■ Assignment
Filter the entries below, keeping only lines with the word "curtain".

[Data items]
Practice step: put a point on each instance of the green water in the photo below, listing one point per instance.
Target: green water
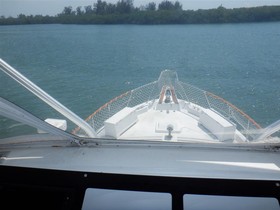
(84, 66)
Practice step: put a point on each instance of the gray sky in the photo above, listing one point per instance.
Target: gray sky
(53, 7)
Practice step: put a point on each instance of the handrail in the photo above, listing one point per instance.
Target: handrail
(14, 74)
(269, 130)
(235, 108)
(74, 131)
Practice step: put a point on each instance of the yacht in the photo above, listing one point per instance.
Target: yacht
(164, 145)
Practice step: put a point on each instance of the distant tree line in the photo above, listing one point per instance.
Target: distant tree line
(166, 12)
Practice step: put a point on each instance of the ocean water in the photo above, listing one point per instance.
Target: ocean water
(84, 66)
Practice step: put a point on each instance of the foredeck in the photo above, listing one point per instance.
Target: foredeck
(152, 125)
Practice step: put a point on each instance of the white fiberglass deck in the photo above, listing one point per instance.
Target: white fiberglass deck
(152, 125)
(188, 124)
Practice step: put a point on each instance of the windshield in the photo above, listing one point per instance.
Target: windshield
(111, 79)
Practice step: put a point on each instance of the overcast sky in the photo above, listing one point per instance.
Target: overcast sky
(53, 7)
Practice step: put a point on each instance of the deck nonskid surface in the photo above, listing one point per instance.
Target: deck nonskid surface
(153, 125)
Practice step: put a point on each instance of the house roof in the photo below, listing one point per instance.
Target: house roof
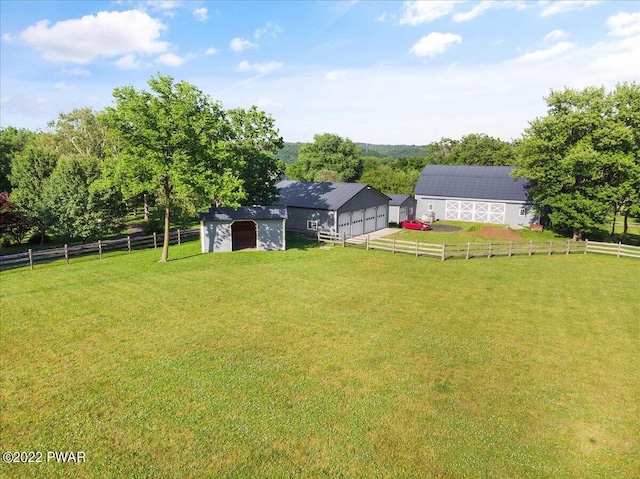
(244, 213)
(318, 195)
(477, 182)
(398, 200)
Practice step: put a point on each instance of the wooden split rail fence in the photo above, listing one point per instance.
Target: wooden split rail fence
(478, 250)
(66, 252)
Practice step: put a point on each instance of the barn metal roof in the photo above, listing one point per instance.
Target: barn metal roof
(244, 213)
(318, 195)
(398, 200)
(475, 182)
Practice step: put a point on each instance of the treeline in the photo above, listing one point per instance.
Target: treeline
(171, 146)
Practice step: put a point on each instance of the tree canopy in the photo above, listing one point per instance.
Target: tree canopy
(582, 158)
(329, 156)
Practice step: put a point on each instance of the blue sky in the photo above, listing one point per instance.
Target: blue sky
(376, 72)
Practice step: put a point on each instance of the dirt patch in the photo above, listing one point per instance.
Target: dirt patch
(444, 228)
(493, 232)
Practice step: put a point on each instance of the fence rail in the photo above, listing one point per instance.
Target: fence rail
(66, 252)
(479, 250)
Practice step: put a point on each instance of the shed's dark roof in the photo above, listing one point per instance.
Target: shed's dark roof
(478, 182)
(318, 195)
(244, 213)
(397, 200)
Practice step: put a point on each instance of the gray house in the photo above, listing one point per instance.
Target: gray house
(485, 194)
(349, 208)
(401, 207)
(258, 228)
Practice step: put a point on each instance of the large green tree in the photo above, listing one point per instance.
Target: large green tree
(328, 156)
(174, 135)
(253, 146)
(581, 156)
(31, 170)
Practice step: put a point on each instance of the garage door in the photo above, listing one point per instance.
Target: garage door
(480, 211)
(357, 223)
(344, 223)
(370, 220)
(403, 214)
(381, 221)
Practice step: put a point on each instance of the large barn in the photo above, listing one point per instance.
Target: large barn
(257, 228)
(484, 194)
(350, 208)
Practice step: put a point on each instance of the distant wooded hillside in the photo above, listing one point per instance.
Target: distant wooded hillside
(289, 153)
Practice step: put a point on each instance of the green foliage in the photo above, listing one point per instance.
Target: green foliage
(582, 158)
(175, 136)
(327, 152)
(253, 145)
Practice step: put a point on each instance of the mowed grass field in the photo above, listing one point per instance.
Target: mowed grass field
(323, 362)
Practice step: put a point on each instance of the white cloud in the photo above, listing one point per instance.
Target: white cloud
(201, 14)
(77, 72)
(261, 68)
(624, 24)
(474, 12)
(416, 13)
(434, 44)
(555, 35)
(271, 30)
(106, 34)
(240, 44)
(170, 59)
(129, 62)
(564, 6)
(546, 53)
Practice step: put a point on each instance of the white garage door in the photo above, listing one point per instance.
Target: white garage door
(480, 211)
(357, 223)
(369, 220)
(403, 214)
(381, 221)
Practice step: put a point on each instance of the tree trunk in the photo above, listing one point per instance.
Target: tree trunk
(167, 202)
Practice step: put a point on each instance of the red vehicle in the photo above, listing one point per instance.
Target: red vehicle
(415, 225)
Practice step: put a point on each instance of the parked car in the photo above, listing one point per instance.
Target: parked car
(415, 225)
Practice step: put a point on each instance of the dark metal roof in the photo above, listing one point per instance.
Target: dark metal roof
(398, 200)
(318, 195)
(476, 182)
(244, 213)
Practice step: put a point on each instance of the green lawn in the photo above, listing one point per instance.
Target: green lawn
(323, 362)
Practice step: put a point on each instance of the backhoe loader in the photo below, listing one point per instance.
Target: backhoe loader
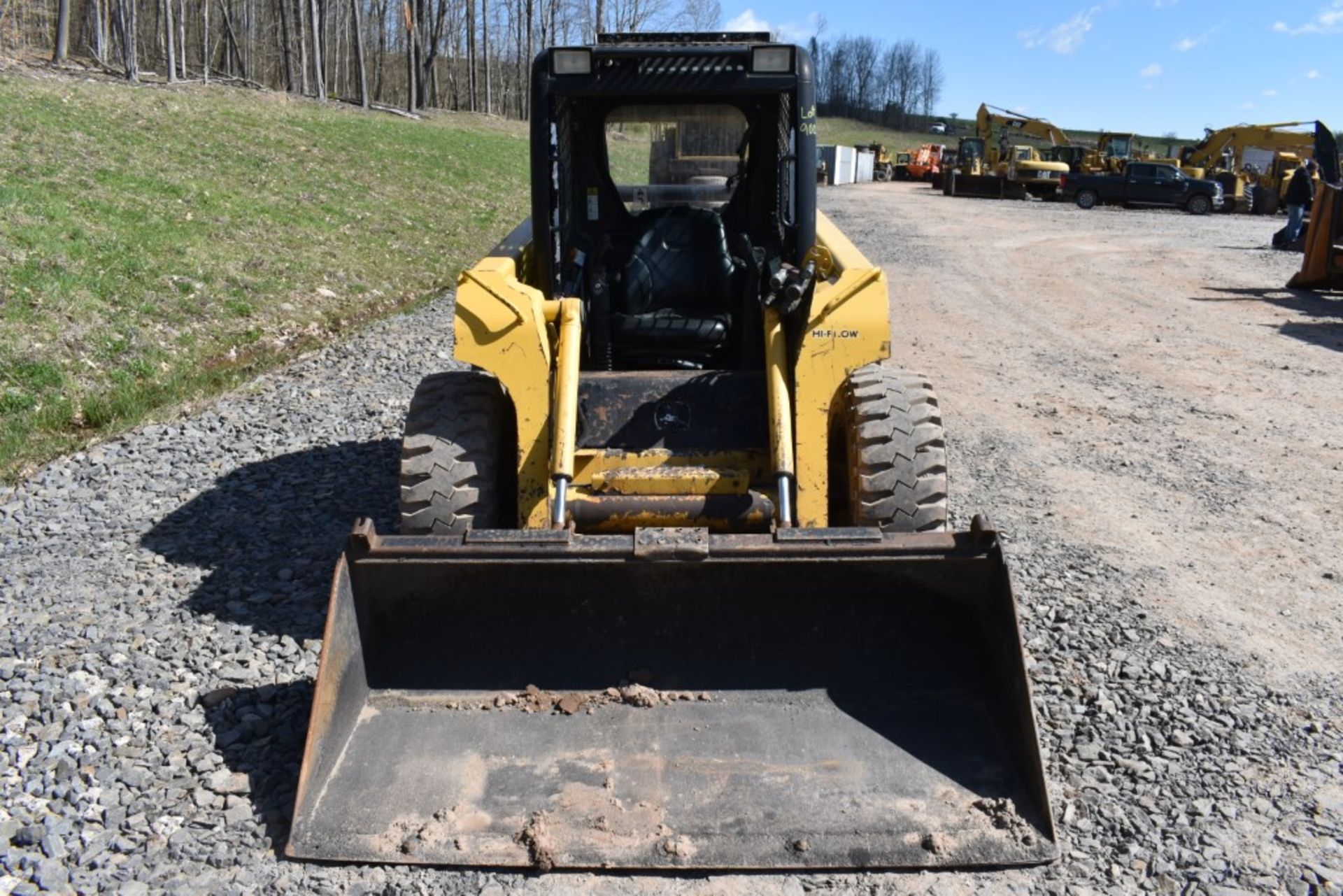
(1112, 152)
(673, 586)
(1021, 169)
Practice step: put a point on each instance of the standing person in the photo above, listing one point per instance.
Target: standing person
(1300, 194)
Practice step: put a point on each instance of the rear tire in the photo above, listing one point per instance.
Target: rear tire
(896, 452)
(455, 456)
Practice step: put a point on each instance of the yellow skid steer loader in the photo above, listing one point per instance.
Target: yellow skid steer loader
(673, 586)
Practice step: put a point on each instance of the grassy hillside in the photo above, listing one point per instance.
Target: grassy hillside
(162, 245)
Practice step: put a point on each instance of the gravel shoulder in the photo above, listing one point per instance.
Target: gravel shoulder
(1150, 421)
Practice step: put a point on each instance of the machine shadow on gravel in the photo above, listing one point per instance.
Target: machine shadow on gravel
(1326, 332)
(270, 532)
(260, 732)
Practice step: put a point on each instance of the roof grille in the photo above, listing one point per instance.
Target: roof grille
(688, 65)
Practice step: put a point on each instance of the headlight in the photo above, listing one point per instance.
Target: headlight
(772, 59)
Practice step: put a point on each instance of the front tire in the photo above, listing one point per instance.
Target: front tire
(457, 456)
(896, 452)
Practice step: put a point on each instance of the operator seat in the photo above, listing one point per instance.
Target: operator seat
(674, 301)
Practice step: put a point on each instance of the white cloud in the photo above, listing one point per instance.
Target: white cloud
(1185, 45)
(1327, 20)
(788, 31)
(1067, 36)
(748, 20)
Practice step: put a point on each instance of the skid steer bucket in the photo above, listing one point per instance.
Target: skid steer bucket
(673, 699)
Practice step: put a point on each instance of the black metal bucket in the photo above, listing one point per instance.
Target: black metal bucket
(673, 699)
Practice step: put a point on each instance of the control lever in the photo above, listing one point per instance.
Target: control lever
(789, 287)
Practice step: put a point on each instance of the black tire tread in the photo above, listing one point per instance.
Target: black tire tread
(450, 455)
(897, 452)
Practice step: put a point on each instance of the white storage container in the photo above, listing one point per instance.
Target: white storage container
(867, 159)
(841, 163)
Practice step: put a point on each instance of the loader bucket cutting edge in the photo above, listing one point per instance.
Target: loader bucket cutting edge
(856, 699)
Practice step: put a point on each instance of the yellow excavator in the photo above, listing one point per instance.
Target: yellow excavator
(1020, 169)
(1251, 162)
(673, 586)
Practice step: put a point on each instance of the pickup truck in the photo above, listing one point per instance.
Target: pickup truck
(1143, 185)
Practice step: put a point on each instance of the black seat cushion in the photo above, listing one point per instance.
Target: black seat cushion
(672, 329)
(676, 287)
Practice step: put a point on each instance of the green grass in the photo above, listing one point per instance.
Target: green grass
(157, 246)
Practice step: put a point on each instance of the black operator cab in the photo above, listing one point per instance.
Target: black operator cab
(673, 175)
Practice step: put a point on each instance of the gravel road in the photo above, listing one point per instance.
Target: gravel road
(1151, 422)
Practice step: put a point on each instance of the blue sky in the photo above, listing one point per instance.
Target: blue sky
(1149, 66)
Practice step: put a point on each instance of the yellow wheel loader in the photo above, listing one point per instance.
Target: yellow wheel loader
(1259, 185)
(673, 586)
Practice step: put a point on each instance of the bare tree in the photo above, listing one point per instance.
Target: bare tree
(62, 31)
(930, 80)
(359, 51)
(127, 34)
(169, 34)
(864, 57)
(320, 83)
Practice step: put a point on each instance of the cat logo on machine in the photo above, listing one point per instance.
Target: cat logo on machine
(672, 415)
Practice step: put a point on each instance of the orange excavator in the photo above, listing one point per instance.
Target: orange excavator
(925, 163)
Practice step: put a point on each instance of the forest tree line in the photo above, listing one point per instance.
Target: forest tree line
(415, 54)
(872, 81)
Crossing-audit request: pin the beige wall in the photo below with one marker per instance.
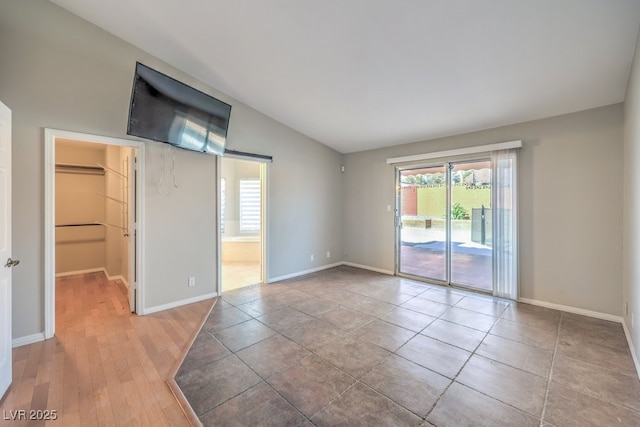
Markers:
(61, 72)
(631, 207)
(569, 255)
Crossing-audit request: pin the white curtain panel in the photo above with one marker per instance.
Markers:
(505, 224)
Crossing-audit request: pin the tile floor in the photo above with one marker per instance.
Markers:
(350, 347)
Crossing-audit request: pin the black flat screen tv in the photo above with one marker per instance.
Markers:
(166, 110)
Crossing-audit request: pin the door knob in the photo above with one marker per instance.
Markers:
(12, 262)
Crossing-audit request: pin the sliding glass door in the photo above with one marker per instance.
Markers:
(444, 223)
(422, 224)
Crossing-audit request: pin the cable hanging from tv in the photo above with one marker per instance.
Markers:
(172, 171)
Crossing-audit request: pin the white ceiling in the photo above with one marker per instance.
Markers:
(361, 74)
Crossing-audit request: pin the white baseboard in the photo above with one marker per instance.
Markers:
(574, 310)
(627, 333)
(29, 339)
(118, 277)
(302, 273)
(366, 267)
(157, 308)
(76, 272)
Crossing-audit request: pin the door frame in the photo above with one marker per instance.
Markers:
(50, 137)
(264, 162)
(447, 163)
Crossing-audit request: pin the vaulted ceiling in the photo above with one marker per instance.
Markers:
(362, 74)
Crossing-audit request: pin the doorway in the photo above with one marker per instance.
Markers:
(445, 223)
(242, 218)
(92, 206)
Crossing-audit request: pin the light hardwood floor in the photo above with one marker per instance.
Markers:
(105, 366)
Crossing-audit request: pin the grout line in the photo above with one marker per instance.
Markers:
(553, 361)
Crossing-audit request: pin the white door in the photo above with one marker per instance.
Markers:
(5, 249)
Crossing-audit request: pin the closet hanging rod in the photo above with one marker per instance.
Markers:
(90, 224)
(111, 225)
(79, 168)
(111, 198)
(108, 169)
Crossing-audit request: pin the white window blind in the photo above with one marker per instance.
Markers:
(249, 205)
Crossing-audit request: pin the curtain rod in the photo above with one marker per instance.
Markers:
(456, 152)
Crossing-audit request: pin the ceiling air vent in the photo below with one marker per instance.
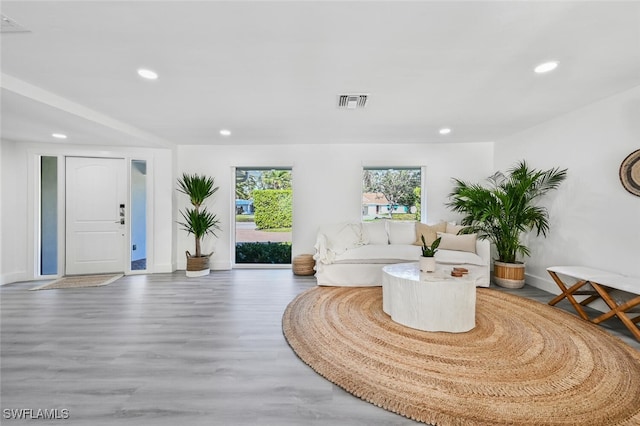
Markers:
(352, 101)
(8, 25)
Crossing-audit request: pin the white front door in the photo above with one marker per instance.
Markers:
(96, 194)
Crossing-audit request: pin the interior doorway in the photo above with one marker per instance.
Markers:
(95, 206)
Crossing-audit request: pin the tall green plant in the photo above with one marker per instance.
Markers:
(197, 220)
(505, 208)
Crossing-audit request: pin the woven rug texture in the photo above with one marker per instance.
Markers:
(79, 281)
(525, 363)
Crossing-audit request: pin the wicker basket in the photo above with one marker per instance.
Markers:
(197, 263)
(303, 264)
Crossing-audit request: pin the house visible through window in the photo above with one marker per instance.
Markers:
(391, 193)
(264, 216)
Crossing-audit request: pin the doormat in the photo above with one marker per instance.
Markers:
(80, 281)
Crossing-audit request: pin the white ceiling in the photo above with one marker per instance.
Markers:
(271, 71)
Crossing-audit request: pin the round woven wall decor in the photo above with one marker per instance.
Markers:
(630, 173)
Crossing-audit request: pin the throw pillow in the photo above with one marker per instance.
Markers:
(343, 237)
(466, 242)
(453, 228)
(430, 232)
(375, 232)
(401, 231)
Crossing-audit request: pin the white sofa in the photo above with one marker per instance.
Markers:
(353, 254)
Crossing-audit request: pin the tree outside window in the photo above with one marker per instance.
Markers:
(391, 193)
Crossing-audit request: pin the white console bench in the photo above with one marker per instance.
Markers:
(597, 284)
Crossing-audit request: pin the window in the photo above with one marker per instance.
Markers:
(264, 216)
(391, 193)
(48, 215)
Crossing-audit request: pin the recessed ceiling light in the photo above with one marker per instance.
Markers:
(546, 67)
(148, 74)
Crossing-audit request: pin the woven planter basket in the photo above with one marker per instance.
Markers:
(197, 263)
(303, 264)
(508, 275)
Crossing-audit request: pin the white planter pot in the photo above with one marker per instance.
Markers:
(427, 264)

■ Solution for this task
Crossing-audit request: pin the white curtain panel in the photo above with one marker per instance.
Crossing-audit request: pin the curtain rod in the photo above with one marker per instance.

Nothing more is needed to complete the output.